WHAT IS NEEDED — Recast the lines from the one containing "Please spot the dense" through the last line, inclusive, as a Markdown table with the columns Row and Line, omitting blank lines and any pictures.

[Point labeling dataset excerpts]
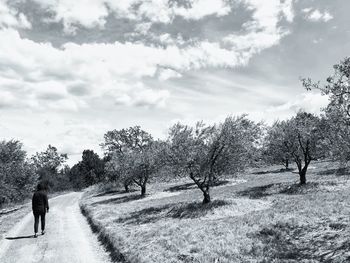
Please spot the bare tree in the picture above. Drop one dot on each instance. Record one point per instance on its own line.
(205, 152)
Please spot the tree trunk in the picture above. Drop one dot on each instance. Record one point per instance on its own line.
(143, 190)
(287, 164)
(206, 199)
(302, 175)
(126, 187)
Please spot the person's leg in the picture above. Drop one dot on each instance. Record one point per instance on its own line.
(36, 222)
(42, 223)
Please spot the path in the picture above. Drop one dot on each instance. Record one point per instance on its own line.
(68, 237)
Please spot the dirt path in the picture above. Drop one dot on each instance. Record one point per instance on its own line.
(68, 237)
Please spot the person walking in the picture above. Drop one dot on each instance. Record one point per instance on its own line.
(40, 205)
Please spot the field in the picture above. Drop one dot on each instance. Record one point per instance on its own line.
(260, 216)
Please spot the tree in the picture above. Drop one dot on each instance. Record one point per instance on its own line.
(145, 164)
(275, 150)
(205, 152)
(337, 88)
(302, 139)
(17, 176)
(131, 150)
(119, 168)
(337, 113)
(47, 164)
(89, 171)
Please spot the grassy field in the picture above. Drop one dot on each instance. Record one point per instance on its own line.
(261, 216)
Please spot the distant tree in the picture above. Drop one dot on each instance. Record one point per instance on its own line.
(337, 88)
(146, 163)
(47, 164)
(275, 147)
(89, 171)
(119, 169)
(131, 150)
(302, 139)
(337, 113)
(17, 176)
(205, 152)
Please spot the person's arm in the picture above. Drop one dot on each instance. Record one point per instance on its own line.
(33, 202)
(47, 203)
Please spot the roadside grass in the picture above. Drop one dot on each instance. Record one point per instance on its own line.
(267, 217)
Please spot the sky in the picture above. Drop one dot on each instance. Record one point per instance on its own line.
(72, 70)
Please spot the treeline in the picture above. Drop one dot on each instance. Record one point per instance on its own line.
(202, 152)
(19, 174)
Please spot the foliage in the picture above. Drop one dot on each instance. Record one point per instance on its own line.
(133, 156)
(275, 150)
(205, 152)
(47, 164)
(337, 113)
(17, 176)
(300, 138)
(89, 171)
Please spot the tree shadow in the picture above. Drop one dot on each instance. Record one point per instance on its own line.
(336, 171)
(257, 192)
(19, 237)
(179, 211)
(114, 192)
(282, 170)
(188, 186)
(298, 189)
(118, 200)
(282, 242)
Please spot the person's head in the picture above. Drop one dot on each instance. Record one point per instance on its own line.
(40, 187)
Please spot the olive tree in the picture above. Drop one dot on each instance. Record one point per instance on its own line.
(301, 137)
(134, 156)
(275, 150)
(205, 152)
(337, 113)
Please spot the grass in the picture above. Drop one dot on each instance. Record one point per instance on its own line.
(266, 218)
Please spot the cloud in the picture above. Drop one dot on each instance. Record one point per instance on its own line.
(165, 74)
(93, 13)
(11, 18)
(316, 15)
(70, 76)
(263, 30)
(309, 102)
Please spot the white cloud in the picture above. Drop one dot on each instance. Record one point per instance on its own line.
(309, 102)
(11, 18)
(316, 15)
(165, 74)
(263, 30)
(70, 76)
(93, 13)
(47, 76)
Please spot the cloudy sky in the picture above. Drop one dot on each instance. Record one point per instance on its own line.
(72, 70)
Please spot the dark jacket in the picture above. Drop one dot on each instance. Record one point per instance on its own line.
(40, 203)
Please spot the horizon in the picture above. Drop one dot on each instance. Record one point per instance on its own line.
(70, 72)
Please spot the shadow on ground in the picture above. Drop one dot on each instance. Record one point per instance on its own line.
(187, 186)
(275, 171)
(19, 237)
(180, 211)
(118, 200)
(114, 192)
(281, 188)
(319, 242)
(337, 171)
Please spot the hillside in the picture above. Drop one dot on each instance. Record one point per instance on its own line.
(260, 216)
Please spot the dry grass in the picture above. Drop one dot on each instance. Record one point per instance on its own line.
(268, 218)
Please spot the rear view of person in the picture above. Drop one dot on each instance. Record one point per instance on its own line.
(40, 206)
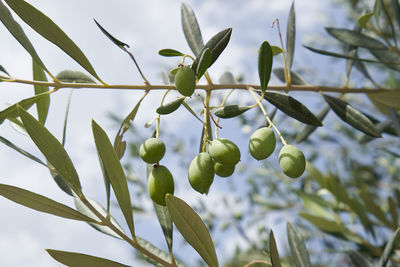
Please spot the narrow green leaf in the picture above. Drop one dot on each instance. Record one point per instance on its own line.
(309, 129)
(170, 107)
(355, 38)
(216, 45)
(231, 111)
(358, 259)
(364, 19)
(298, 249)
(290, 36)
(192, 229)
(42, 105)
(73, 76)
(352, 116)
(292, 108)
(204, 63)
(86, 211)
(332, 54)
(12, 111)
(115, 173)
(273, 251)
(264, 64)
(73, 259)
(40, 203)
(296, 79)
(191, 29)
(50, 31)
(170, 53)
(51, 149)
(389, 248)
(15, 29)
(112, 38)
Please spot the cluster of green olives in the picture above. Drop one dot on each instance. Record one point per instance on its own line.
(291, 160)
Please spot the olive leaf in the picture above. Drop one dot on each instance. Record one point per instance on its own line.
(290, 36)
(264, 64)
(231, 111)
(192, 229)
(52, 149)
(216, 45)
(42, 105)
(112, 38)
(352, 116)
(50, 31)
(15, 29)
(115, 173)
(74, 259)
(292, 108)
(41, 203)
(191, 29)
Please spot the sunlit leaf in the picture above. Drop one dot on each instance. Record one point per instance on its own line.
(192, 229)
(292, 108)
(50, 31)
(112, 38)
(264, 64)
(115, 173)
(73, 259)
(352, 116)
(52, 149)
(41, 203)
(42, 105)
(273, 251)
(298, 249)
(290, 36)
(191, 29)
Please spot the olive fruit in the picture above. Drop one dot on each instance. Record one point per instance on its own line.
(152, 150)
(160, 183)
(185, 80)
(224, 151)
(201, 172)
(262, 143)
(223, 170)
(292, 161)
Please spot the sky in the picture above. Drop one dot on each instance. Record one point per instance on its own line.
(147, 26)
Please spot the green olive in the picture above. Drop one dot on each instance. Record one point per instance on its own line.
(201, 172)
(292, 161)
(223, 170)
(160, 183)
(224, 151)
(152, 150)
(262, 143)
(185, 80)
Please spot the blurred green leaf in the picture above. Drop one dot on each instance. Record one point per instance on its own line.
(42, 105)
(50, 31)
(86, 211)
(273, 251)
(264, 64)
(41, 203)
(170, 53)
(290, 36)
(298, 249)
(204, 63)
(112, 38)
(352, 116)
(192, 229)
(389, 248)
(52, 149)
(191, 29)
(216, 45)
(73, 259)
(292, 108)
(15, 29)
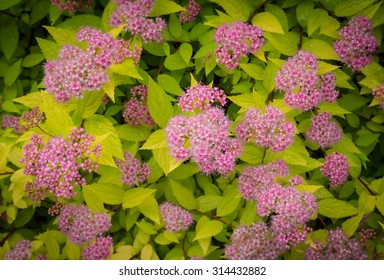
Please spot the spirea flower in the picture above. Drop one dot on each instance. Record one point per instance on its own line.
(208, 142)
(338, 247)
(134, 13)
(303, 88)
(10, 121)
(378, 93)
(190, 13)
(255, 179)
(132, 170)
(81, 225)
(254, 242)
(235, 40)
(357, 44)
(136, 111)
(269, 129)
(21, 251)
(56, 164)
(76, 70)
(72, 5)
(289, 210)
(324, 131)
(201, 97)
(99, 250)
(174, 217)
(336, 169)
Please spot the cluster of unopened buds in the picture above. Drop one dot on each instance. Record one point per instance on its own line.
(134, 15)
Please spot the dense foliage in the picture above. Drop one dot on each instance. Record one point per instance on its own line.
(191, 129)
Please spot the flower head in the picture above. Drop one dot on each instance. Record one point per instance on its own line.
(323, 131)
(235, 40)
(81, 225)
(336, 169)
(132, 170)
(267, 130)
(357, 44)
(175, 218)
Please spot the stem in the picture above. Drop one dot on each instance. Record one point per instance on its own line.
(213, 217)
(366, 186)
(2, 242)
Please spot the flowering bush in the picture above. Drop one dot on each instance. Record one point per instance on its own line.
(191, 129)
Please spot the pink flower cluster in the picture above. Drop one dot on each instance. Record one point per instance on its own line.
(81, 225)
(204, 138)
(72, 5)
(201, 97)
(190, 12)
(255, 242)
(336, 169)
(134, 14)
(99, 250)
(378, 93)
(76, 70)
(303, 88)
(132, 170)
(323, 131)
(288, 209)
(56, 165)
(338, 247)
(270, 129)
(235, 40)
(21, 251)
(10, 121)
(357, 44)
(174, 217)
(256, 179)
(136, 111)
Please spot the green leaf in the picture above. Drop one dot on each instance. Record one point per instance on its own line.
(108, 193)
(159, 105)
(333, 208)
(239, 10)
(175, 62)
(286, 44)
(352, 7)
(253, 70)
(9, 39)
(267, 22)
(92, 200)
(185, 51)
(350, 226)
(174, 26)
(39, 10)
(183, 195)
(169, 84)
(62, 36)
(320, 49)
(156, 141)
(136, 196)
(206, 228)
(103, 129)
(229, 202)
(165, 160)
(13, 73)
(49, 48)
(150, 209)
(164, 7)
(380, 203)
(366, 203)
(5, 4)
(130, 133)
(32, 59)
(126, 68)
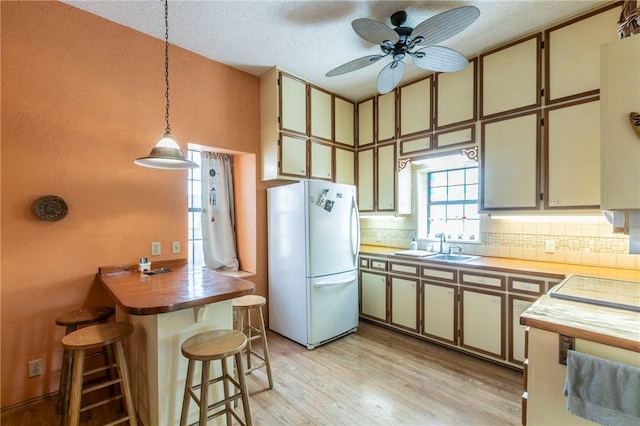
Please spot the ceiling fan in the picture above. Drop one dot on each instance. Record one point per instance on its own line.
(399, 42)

COMPLETE OUTPUT —
| Row | Line |
|---|---|
| 1 | Please spot the dense foliage in the picture above. Drop one dot on each instance. Record one point per instance on its own line. |
| 2 | (191, 129) |
| 3 | Please spot the flower head in the picture above. Drop one dot on each instance. Record one point per instance on its own line. |
| 4 | (323, 131) |
| 5 | (235, 40) |
| 6 | (81, 225) |
| 7 | (336, 169) |
| 8 | (132, 170) |
| 9 | (267, 130) |
| 10 | (357, 44) |
| 11 | (175, 218) |
| 12 | Please spot the stem in the picture above. Drop one dot on each instance. Record one point per instance on its own line. |
| 13 | (213, 217) |
| 14 | (366, 186) |
| 15 | (2, 242) |
| 16 | Please spot the flowering bush in the picture above. Drop one dot on each instance. Record one point per instance on its own line. |
| 17 | (191, 129) |
| 18 | Please spot the pink flower cluster in the picture above. Drop one dot on each instance. Record one point per instance on its own line. |
| 19 | (81, 225) |
| 20 | (204, 138) |
| 21 | (72, 5) |
| 22 | (201, 97) |
| 23 | (190, 12) |
| 24 | (255, 242) |
| 25 | (336, 169) |
| 26 | (134, 14) |
| 27 | (99, 250) |
| 28 | (378, 93) |
| 29 | (76, 70) |
| 30 | (303, 88) |
| 31 | (132, 170) |
| 32 | (323, 131) |
| 33 | (288, 209) |
| 34 | (56, 165) |
| 35 | (338, 247) |
| 36 | (270, 129) |
| 37 | (235, 40) |
| 38 | (21, 251) |
| 39 | (10, 121) |
| 40 | (357, 44) |
| 41 | (174, 217) |
| 42 | (256, 179) |
| 43 | (136, 111) |
| 44 | Please spot the green leaf in the picture above. Drop one dot on each instance. Record one point per instance on its own line. |
| 45 | (108, 193) |
| 46 | (159, 105) |
| 47 | (333, 208) |
| 48 | (239, 10) |
| 49 | (175, 62) |
| 50 | (286, 44) |
| 51 | (352, 7) |
| 52 | (253, 70) |
| 53 | (9, 39) |
| 54 | (267, 22) |
| 55 | (92, 200) |
| 56 | (185, 51) |
| 57 | (350, 226) |
| 58 | (174, 26) |
| 59 | (39, 10) |
| 60 | (183, 195) |
| 61 | (169, 84) |
| 62 | (62, 36) |
| 63 | (320, 49) |
| 64 | (156, 141) |
| 65 | (136, 196) |
| 66 | (206, 228) |
| 67 | (103, 129) |
| 68 | (229, 202) |
| 69 | (165, 160) |
| 70 | (13, 73) |
| 71 | (49, 48) |
| 72 | (150, 209) |
| 73 | (164, 7) |
| 74 | (380, 203) |
| 75 | (366, 203) |
| 76 | (5, 4) |
| 77 | (130, 133) |
| 78 | (32, 59) |
| 79 | (126, 68) |
| 80 | Please spot the ceiling fan in the picture above. Drop one dot on each instance. Record one point per instance on its own line. |
| 81 | (399, 42) |